Write out the records below word for word, please.

>>>>>

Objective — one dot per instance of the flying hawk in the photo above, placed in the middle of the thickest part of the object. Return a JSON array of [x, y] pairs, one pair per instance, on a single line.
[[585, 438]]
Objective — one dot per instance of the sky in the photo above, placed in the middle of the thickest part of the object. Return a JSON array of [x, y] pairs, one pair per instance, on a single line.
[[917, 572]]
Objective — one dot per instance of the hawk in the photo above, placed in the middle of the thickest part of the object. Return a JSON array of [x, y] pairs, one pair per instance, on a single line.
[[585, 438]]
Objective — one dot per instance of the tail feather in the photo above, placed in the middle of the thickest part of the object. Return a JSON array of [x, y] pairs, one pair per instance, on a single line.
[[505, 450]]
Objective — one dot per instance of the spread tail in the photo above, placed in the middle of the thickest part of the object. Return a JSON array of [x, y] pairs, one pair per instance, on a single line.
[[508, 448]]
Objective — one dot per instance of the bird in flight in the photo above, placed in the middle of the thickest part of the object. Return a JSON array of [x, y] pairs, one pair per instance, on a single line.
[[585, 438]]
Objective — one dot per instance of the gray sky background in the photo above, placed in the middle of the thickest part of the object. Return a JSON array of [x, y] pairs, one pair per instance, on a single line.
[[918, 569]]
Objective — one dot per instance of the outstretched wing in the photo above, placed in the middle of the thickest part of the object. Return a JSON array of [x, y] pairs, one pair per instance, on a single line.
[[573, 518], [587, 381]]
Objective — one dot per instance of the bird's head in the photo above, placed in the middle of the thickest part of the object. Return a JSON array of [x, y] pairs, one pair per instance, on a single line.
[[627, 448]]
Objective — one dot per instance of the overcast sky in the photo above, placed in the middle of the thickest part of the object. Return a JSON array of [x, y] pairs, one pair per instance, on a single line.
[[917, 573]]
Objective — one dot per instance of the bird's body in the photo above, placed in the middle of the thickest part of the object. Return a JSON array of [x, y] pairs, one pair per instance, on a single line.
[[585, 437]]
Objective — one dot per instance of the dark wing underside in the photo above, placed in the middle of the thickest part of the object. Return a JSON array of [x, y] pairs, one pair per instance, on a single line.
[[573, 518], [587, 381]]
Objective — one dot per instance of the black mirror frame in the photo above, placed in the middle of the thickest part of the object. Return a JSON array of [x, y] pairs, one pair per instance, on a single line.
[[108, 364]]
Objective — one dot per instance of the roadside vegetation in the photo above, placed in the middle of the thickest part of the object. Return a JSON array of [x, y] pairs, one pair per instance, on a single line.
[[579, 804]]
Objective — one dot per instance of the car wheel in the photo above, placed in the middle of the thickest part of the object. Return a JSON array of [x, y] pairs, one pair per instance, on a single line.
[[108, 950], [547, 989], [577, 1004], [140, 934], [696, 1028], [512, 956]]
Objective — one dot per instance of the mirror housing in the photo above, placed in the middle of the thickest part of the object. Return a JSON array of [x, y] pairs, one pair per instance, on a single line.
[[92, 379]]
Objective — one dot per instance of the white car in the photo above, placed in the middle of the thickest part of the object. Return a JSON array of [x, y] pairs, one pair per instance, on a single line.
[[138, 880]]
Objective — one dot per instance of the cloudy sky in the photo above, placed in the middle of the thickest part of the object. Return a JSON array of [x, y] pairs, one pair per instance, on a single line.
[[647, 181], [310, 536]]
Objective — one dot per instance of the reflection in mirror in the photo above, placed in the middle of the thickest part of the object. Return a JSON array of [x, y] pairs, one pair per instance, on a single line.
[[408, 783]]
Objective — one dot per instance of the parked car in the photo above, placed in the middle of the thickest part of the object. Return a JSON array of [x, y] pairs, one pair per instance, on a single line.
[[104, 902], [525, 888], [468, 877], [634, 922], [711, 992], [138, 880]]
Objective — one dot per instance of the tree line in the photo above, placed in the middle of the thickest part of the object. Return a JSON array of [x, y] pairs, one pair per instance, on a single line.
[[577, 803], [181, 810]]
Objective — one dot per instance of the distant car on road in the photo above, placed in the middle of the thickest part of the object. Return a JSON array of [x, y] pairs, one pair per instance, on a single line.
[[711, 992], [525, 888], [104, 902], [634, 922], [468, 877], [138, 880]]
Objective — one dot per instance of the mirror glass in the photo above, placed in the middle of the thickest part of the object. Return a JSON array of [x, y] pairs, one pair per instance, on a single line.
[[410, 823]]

<<<<<

■ Answer for the task
Objective — one dot per instance of the flying hawk in the photo above, placed in the middle of the thickest part of the object. Return a JSON array of [x, y] pairs, one pair per instance, on a single line.
[[585, 438]]
Objective — one dot per instance of the sky in the photo above, placed in the middle of the thickest part of the object. Return a JSON array of [x, y] pairs, one pair per instance, on a single line.
[[917, 572]]
Objective — one dot per instance of the hawk in the photo above, placed in the middle of the thickest part of the object. Return a JSON array of [x, y] pairs, one pair per instance, on a single line.
[[585, 438]]
Objective — one dot per instance of the tail feather in the photo above, placed in the middle of the thickest part of the object. Return a JSON array of [x, y] pairs, one pair per instance, on a single line.
[[505, 450]]
Objective — one dot per instance of the spread tail in the photo above, placed in the middle of the thickest part of the object. Return a JSON array of [x, y] pairs, one pair per instance, on a single line.
[[508, 448]]
Objective — one dot per instance of the bird in flight in the photo above, placed in the middle of the thickest part of the object. Return a JSON array of [x, y] pairs, one pair per instance, on a single line.
[[585, 438]]
Objective — one dot per instance of the gray sky background in the photo above, placed in the middle of the thickest part of the object. Return a JSON array of [x, y] pairs, one pair per instance, on a single line.
[[918, 569]]
Objective — one dot per instance of the outstretched wing in the photo above, placed in the middle of the thickest part of the object. Return a JSON array of [x, y] pairs, one pair per instance, on a single line.
[[573, 518], [587, 381]]
Objective — one dot per instance of the bird's head in the photo above, placed in the middle of the thickest part of the object. Return a JSON array of [x, y] pairs, one pair per instance, on a single line.
[[627, 448]]
Objective — one dot per instance of the overcast sky in the photo above, placed in the middle of the thickest part of the object. Return a JSON array of [x, y] pairs, one pair per instance, on a single line.
[[917, 573]]
Objective — one dot per instance of the bird's body in the photo above, placed in the middle of the thickest part of the object. Return a JSON array of [x, y] pairs, one pair per instance, on a single line.
[[585, 437]]
Objective — one dot per instance of the dark wing underside in the photo above, placed in the middle of the thickest part of the object. Return a JSON array of [x, y] pairs, one pair per instance, on a single line.
[[573, 518], [587, 381]]
Objective — one dot per instance of the black mirror frame in the photo above, placed in the middle of the thickest part of the object. Return a JSON array of [x, y] pairs, one pair per instance, on a single line.
[[108, 364]]
Objective — one dot per instance of the roadside vegetation in the photo above, placed in the middle of the thickest part of the object. Return a JSON array of [x, y] pairs, one pair per instance, on a single line.
[[579, 804]]
Objective — one dot per instance of the car wheel in the photo above, placed in the middle of the thickest part of the object. Return a JSON array of [x, y] pairs, one pair per instance, on a single line.
[[108, 950], [547, 989], [577, 1004], [140, 934], [696, 1028], [512, 956]]
Objective — one dot per instance of the mirror housing in the photo above, placed in the middle of the thickest part of the object. Return a JSON array of [x, y] pairs, one pair per instance, on a single line.
[[92, 379]]
Objective — one dot per instance of the white car in the photo above, placed in the middle of the thickest part of the object. Return a JSON array of [x, y] pairs, one pair per instance, on a single line.
[[138, 880]]
Objective — one dot per instance of the cloudy sky in the photo above, placed in the middle of the thickest part of the object. Return a JSON array of [x, y] pairs, one pair per instance, on a single line.
[[647, 181], [310, 536]]
Objective — one dot per instance of the reflection in mirror in the photo above, placed in the middle of the thickest part of the object. Return a JSON array of [x, y] pairs, one pair per instance, on a single line.
[[408, 783]]
Objective — one dot per instance of the parked car in the photo above, placed in the middle of the thickest part of the object. Return a JSON array of [x, y] pairs, one pair per instance, on a single line.
[[104, 902], [525, 888], [468, 877], [634, 922], [711, 992], [138, 880]]
Objective — one dot per instance of the tree line in the photo above, placed in the middle of the thickest part of the object. Return a JSON array of [x, y] pairs, one pair per instance, on a single line.
[[577, 803], [181, 810]]
Objective — one dot per instance of the distant car on road in the photo above, placed in the middle of the thickest part of the object. Return a JSON array of [x, y] pairs, one pair per instance, on a single line.
[[711, 992], [525, 888], [104, 902], [634, 922], [468, 877], [138, 880]]
Objective — one dot per instance of the mirror glass in the photo above, placed in the middle of the thickest part of the object. Return a JSON array of [x, y] pairs, one pair per instance, on a single line.
[[410, 823]]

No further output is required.